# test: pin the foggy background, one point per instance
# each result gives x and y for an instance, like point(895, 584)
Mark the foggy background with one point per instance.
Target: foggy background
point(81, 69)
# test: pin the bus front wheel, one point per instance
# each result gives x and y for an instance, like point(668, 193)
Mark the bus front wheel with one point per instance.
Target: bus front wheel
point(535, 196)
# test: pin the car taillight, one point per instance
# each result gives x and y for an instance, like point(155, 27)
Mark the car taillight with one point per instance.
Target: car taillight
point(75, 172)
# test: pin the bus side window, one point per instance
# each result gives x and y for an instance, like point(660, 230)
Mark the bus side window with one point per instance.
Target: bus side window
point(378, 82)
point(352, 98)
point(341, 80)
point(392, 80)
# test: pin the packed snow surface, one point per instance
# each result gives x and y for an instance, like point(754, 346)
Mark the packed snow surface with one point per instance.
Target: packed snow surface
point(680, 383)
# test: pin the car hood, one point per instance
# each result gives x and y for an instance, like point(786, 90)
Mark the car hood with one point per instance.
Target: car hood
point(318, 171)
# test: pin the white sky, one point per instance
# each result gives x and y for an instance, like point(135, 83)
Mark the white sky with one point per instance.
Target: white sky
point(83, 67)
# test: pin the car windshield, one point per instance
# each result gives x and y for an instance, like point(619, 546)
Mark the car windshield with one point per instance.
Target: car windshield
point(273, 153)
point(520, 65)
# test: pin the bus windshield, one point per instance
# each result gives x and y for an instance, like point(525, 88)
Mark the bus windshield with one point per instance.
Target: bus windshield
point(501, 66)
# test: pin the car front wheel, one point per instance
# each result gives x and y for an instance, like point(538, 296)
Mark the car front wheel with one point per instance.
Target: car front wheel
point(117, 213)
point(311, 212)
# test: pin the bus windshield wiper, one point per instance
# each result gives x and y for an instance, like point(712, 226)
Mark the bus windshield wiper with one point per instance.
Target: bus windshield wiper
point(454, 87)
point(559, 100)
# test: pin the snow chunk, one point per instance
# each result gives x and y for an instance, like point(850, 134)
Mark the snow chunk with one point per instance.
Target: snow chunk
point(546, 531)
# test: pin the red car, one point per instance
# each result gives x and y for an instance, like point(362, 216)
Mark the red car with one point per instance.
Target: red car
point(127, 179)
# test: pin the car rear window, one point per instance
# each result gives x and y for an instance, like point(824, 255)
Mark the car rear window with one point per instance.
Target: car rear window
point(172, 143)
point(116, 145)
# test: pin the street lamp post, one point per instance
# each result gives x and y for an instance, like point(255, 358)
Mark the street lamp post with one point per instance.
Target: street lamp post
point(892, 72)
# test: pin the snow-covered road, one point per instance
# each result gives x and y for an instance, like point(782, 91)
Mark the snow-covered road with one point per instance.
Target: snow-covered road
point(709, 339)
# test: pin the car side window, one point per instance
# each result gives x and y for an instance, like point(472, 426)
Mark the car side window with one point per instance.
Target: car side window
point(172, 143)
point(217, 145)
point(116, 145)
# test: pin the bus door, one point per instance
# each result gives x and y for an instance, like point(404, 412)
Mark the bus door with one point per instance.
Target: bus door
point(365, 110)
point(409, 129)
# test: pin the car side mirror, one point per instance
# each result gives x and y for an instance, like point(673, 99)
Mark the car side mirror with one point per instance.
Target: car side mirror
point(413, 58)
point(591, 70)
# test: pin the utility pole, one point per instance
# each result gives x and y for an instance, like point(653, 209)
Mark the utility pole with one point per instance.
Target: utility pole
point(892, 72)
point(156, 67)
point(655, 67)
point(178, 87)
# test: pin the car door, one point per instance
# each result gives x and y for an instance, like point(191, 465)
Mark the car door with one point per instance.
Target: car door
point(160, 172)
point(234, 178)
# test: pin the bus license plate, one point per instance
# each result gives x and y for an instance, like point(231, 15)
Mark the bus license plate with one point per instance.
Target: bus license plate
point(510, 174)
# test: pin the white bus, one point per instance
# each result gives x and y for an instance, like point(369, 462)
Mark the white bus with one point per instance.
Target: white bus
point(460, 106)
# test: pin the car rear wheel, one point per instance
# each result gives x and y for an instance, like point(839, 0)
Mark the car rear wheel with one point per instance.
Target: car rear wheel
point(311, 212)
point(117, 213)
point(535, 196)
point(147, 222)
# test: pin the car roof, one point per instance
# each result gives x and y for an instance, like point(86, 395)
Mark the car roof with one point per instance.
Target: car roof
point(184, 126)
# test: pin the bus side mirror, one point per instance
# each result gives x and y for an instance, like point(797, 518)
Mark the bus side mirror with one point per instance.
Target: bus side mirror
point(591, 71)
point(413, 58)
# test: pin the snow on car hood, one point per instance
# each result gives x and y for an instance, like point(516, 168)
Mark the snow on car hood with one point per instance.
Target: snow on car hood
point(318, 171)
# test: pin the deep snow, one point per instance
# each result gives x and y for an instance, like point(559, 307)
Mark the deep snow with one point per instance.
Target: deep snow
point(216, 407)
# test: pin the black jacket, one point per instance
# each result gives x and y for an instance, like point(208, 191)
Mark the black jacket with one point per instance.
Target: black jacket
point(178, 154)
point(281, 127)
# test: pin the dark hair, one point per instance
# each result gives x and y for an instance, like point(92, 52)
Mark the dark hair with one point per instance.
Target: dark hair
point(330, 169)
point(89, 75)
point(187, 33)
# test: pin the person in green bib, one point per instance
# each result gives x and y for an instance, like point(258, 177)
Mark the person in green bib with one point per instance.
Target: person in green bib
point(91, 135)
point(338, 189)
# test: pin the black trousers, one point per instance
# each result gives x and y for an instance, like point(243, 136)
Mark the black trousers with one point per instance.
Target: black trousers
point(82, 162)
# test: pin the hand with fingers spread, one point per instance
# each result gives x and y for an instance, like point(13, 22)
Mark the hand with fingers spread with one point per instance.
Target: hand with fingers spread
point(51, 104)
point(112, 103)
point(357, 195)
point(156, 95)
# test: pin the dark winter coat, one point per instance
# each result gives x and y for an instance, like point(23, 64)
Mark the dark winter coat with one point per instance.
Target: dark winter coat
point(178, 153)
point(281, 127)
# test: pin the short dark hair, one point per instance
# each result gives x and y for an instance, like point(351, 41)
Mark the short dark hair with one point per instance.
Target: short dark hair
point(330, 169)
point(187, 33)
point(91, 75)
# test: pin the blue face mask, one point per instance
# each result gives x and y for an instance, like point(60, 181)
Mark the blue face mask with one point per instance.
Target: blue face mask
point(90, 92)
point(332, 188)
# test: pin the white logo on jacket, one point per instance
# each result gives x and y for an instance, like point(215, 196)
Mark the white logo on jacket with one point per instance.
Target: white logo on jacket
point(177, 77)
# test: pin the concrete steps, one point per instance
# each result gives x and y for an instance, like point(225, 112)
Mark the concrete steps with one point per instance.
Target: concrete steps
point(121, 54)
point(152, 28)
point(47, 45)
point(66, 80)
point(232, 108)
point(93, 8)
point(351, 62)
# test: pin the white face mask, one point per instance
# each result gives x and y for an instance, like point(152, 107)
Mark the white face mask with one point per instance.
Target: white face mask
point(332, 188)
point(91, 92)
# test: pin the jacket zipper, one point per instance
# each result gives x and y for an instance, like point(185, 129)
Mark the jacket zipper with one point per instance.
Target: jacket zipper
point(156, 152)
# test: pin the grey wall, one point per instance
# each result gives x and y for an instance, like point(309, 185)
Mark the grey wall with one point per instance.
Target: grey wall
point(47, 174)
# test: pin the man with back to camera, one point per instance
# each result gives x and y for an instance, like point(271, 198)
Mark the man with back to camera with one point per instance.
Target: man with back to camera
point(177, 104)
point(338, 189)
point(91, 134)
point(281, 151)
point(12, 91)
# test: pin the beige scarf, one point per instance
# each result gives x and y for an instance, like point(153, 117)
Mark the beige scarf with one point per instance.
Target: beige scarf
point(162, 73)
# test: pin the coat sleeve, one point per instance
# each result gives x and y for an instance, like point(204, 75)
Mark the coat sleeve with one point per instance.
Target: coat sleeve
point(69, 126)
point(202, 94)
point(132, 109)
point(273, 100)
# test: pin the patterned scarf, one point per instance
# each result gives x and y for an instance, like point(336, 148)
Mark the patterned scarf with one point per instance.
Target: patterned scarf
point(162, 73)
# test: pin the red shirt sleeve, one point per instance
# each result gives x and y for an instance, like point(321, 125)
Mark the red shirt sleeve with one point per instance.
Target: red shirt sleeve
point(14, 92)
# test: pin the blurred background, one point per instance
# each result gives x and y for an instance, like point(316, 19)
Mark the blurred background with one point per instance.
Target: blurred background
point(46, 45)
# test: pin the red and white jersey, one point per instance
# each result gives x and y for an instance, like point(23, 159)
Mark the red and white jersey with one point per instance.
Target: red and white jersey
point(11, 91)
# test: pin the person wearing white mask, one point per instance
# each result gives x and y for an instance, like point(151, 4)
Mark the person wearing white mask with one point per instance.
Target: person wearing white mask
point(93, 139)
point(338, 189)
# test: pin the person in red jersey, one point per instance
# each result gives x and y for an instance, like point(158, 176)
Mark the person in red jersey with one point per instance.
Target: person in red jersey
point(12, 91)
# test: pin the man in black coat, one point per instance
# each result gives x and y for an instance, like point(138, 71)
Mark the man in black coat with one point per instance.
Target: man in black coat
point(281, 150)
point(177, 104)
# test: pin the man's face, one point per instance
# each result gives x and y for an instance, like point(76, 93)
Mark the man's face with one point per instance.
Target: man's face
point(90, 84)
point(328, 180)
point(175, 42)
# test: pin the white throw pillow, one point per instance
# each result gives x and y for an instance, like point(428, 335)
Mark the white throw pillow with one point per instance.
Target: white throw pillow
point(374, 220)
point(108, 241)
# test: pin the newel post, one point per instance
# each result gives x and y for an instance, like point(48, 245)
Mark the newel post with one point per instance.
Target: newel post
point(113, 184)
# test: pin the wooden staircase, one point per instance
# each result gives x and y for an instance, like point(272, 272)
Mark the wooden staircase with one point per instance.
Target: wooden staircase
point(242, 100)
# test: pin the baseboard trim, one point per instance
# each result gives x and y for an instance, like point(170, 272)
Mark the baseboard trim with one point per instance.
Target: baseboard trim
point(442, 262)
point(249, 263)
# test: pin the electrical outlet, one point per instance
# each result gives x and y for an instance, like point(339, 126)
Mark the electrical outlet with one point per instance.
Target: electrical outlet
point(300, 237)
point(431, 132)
━━━━
What is being asked :: Edit the items from the line with "# test: pin the car rear window, one" up to and including the line with "point(178, 87)". Change "utility pole" to "telephone pole" everywhere in that span and leave everything else as it is.

Written answer ::
# test: pin the car rear window, one point per instance
# each result gives x and y for an instance, like point(824, 255)
Mark the car rear window with one point per instance.
Target: car rear window
point(172, 143)
point(116, 145)
# test: pin the street lamp post, one point per instance
# each result gives x and y for an instance, like point(255, 358)
Mark the street lamp post with one point per instance.
Target: street lamp post
point(892, 72)
# test: pin the snow-covered road, one point per instance
# each result gives x and y for an instance, like point(782, 91)
Mark the snow-covered road with one point per instance.
Target: snow-covered road
point(709, 339)
# test: pin the car side window, one point per instance
# each result gives x and y for an instance, like point(472, 426)
Mark the car side window with one point per instance.
Target: car side window
point(172, 143)
point(217, 145)
point(116, 145)
# test: pin the bus door, one point per instance
# each result gives x and y for an instance, like point(404, 412)
Mark the bus door with one point per instance.
Target: bus door
point(365, 110)
point(409, 129)
# test: pin the car side mirror, one point per instance
# each result gives x and y for an instance, like point(673, 99)
Mark the car side mirror with one point per instance.
Target: car side mirror
point(413, 58)
point(591, 70)
# test: pin the telephone pole, one point per instance
# each result gives x and y for an instance, like point(653, 209)
Mark the telephone pole with one point per instance.
Target: telephone pole
point(892, 72)
point(156, 67)
point(655, 67)
point(178, 87)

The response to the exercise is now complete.